### [Short problem]
Show every line in the listing below that contains the string "vent", treating uppercase and lowercase letters as different.

Bounding box annotation entries:
_____

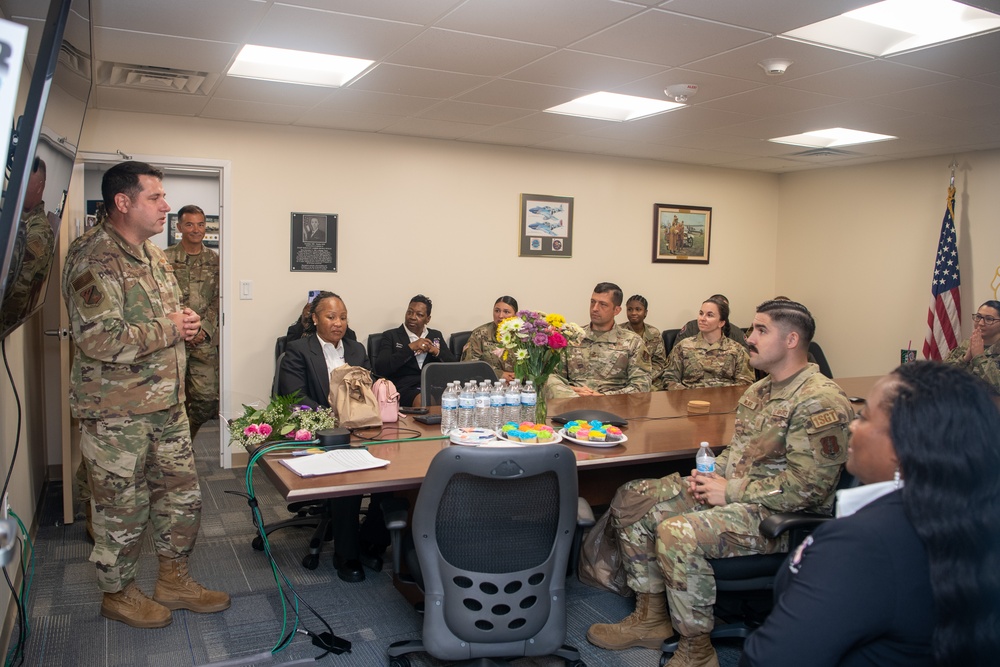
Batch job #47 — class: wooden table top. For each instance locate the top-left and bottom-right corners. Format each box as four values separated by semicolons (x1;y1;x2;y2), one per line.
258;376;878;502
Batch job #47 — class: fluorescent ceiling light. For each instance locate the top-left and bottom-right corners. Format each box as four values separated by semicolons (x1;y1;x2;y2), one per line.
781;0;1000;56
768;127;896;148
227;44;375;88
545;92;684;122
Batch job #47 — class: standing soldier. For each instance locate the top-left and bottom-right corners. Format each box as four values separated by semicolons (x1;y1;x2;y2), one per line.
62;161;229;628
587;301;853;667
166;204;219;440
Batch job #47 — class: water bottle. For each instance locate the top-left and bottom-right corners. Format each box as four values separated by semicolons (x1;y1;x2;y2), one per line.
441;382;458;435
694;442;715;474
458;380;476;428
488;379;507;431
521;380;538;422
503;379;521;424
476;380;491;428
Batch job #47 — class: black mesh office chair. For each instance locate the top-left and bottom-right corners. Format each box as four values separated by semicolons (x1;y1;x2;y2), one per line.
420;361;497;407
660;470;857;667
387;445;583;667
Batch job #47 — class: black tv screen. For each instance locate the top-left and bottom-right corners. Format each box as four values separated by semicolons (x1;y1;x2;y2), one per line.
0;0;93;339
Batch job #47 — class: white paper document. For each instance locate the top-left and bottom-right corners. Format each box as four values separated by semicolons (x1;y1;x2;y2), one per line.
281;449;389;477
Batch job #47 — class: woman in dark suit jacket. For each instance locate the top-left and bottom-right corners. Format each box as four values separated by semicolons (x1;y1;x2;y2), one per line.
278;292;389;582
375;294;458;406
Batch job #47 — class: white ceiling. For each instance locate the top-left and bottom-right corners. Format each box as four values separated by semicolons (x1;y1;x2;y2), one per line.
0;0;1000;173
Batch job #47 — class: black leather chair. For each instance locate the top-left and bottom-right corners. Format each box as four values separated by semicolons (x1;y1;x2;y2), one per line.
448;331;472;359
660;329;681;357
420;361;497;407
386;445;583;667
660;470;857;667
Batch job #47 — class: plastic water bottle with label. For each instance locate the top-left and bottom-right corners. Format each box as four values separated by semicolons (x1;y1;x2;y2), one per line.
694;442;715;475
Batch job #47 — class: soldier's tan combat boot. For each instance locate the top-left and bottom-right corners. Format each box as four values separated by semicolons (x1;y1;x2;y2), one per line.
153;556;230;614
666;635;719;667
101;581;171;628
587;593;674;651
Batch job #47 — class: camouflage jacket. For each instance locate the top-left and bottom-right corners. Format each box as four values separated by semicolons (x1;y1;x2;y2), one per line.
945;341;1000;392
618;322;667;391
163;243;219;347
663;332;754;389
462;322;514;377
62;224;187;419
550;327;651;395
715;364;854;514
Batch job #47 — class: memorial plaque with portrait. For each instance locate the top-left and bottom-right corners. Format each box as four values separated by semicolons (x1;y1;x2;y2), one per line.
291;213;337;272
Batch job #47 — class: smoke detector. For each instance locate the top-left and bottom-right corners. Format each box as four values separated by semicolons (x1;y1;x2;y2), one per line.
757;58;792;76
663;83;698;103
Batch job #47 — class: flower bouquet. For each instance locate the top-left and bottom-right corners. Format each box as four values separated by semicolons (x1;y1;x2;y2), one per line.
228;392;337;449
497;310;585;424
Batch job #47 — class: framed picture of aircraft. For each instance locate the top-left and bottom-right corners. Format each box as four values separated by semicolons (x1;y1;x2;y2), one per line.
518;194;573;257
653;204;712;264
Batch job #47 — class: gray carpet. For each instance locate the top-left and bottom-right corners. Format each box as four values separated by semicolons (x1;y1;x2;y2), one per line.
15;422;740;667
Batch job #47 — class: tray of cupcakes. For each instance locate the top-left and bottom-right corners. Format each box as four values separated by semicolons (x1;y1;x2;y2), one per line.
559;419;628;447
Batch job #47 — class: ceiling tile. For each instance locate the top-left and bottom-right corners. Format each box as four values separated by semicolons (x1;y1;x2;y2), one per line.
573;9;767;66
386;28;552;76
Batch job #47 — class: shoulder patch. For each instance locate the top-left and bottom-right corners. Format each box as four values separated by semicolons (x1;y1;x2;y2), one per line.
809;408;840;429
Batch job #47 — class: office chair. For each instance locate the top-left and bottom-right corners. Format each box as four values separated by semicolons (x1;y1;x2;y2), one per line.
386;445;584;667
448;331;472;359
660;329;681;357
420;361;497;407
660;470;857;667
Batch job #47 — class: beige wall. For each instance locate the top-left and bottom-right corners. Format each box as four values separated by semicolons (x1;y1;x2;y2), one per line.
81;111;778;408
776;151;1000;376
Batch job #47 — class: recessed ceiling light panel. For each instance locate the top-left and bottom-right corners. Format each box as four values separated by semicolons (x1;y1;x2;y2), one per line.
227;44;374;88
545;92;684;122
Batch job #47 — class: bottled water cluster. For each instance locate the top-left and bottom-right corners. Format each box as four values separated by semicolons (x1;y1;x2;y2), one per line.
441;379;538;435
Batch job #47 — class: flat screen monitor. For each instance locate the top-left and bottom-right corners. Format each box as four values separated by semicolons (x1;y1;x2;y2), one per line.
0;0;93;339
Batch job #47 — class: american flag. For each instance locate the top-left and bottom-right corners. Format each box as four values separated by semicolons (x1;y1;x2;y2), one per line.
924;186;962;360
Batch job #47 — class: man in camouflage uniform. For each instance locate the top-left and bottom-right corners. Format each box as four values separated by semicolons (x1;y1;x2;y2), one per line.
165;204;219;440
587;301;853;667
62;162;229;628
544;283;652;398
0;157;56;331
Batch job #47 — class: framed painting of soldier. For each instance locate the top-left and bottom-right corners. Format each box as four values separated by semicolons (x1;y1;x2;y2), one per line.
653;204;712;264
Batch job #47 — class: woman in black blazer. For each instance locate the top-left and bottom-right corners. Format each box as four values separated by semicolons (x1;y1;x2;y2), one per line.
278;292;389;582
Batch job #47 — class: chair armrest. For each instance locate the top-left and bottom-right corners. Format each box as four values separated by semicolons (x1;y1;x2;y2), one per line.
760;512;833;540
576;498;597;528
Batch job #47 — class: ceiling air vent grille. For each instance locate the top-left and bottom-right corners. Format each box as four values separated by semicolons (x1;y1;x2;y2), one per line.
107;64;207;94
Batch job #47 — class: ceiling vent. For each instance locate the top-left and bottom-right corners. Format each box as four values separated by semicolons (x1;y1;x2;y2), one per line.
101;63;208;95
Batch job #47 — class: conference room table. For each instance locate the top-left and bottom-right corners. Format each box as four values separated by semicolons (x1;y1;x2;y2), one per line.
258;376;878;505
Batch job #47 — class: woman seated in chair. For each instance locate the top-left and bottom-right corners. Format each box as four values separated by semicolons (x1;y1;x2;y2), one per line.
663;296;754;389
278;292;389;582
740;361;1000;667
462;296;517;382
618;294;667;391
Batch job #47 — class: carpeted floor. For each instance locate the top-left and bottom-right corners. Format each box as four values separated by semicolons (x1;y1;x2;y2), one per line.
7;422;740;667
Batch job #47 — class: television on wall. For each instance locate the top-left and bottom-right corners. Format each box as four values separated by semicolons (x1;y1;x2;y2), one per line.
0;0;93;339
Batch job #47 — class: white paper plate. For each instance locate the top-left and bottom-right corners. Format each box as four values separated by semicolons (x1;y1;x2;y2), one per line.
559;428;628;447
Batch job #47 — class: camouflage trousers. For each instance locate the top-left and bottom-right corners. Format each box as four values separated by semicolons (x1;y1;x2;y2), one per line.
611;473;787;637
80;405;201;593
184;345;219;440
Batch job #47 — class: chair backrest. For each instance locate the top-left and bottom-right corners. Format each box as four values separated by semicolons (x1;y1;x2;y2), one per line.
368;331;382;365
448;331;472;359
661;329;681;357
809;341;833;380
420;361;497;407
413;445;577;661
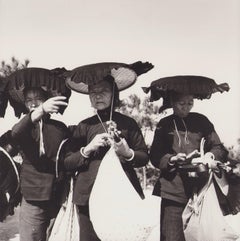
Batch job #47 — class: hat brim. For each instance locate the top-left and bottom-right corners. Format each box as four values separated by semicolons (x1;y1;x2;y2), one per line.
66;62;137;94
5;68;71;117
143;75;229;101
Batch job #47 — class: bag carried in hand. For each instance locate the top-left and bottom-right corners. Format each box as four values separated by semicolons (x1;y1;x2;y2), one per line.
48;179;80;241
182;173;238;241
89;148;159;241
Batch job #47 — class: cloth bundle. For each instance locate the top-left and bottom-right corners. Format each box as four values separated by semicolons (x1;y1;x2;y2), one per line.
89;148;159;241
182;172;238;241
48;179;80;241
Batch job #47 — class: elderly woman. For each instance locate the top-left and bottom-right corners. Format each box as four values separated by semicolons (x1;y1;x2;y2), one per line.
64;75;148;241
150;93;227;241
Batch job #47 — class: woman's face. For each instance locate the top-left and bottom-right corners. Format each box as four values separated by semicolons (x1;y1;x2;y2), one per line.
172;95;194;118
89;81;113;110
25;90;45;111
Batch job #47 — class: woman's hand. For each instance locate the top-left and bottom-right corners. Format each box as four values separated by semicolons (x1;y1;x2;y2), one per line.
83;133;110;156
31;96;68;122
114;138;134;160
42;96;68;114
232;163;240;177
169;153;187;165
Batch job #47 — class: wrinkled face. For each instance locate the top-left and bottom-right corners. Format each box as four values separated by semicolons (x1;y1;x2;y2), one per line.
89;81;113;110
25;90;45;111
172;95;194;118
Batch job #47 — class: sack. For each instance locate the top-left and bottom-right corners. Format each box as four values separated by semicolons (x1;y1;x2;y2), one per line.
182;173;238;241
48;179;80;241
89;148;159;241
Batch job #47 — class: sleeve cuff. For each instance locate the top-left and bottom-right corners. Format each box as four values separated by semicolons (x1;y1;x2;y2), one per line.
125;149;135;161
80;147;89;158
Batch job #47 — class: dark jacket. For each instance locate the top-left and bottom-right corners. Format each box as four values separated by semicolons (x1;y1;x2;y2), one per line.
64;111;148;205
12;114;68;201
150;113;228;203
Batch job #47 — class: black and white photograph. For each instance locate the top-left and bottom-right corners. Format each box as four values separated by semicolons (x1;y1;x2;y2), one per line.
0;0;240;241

_____

### [Output]
Batch job #47 — class: ceiling air vent grille. For each instance locate the top-left and bottom-right corners. Format each box as four values separated by semicolons (x1;y1;x2;y2), one per line.
Batch job #47 — class: ceiling vent. For each instance locate the top-left and bottom-right corners. Format each box as four values separated by semicolons (x1;y1;x2;y2), one per line.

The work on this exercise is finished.